__Task to carry out__:
Extract every line of the entries below that contains the string "rock", treating case as significant.

Stored data entries

---

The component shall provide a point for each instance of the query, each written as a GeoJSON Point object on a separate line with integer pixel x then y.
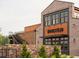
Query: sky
{"type": "Point", "coordinates": [17, 14]}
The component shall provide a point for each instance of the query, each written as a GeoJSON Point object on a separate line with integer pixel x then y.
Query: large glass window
{"type": "Point", "coordinates": [53, 18]}
{"type": "Point", "coordinates": [66, 16]}
{"type": "Point", "coordinates": [49, 20]}
{"type": "Point", "coordinates": [57, 18]}
{"type": "Point", "coordinates": [46, 19]}
{"type": "Point", "coordinates": [62, 17]}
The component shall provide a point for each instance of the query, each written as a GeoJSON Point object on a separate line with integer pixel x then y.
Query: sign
{"type": "Point", "coordinates": [57, 29]}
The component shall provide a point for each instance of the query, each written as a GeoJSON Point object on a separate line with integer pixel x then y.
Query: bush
{"type": "Point", "coordinates": [56, 52]}
{"type": "Point", "coordinates": [25, 53]}
{"type": "Point", "coordinates": [42, 52]}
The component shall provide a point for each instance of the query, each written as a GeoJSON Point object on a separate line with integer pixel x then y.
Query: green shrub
{"type": "Point", "coordinates": [42, 52]}
{"type": "Point", "coordinates": [56, 52]}
{"type": "Point", "coordinates": [24, 52]}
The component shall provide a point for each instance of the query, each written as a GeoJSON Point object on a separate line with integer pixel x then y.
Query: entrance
{"type": "Point", "coordinates": [62, 41]}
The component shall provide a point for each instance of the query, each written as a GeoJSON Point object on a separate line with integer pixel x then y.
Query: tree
{"type": "Point", "coordinates": [25, 53]}
{"type": "Point", "coordinates": [56, 52]}
{"type": "Point", "coordinates": [42, 52]}
{"type": "Point", "coordinates": [3, 40]}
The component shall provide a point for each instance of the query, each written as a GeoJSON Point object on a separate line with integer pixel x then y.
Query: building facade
{"type": "Point", "coordinates": [60, 26]}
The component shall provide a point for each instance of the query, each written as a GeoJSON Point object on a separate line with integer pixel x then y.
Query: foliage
{"type": "Point", "coordinates": [56, 52]}
{"type": "Point", "coordinates": [42, 52]}
{"type": "Point", "coordinates": [3, 40]}
{"type": "Point", "coordinates": [64, 56]}
{"type": "Point", "coordinates": [25, 53]}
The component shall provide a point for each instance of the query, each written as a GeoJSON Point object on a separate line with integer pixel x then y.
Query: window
{"type": "Point", "coordinates": [66, 16]}
{"type": "Point", "coordinates": [57, 18]}
{"type": "Point", "coordinates": [62, 17]}
{"type": "Point", "coordinates": [49, 20]}
{"type": "Point", "coordinates": [53, 18]}
{"type": "Point", "coordinates": [46, 40]}
{"type": "Point", "coordinates": [46, 20]}
{"type": "Point", "coordinates": [65, 42]}
{"type": "Point", "coordinates": [66, 38]}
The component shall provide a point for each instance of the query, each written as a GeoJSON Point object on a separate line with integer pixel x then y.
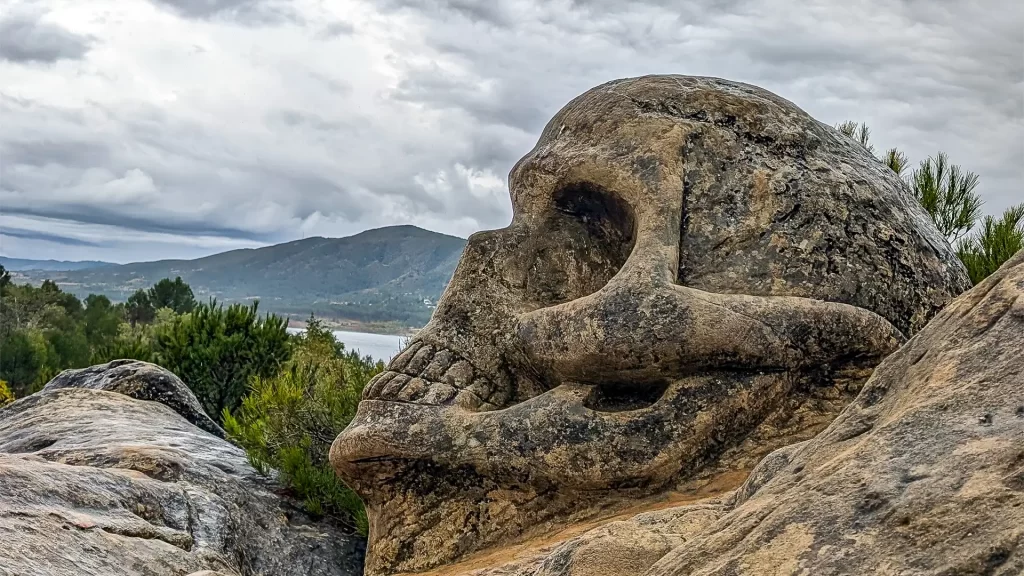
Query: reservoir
{"type": "Point", "coordinates": [380, 346]}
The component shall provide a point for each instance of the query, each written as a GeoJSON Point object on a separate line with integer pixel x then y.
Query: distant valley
{"type": "Point", "coordinates": [19, 264]}
{"type": "Point", "coordinates": [378, 280]}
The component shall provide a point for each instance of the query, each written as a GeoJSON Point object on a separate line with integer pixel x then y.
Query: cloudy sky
{"type": "Point", "coordinates": [143, 129]}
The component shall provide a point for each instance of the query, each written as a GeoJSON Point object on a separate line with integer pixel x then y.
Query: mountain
{"type": "Point", "coordinates": [381, 275]}
{"type": "Point", "coordinates": [19, 264]}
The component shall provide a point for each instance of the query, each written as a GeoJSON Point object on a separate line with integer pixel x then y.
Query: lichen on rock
{"type": "Point", "coordinates": [94, 482]}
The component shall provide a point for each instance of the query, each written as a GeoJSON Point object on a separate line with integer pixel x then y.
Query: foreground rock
{"type": "Point", "coordinates": [696, 273]}
{"type": "Point", "coordinates": [97, 483]}
{"type": "Point", "coordinates": [923, 474]}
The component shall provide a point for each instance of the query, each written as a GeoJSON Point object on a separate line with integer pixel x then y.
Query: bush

---

__Problem solution__:
Query: lichen on rock
Query: foreground rock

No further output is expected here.